### Task directions:
For this exercise, transcribe all the records below exactly.
#####
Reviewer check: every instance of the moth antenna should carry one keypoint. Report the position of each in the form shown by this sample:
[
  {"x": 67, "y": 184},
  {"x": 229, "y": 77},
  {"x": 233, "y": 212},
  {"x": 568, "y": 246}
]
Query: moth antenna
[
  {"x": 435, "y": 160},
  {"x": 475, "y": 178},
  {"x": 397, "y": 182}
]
#####
### Finished task:
Reviewer check: every instance of the moth antenna should carry one keypoint. Report the position of each in the form shown by this sample:
[
  {"x": 67, "y": 184},
  {"x": 229, "y": 77},
  {"x": 233, "y": 212},
  {"x": 568, "y": 246}
]
Query: moth antenna
[
  {"x": 435, "y": 160},
  {"x": 475, "y": 178},
  {"x": 397, "y": 182}
]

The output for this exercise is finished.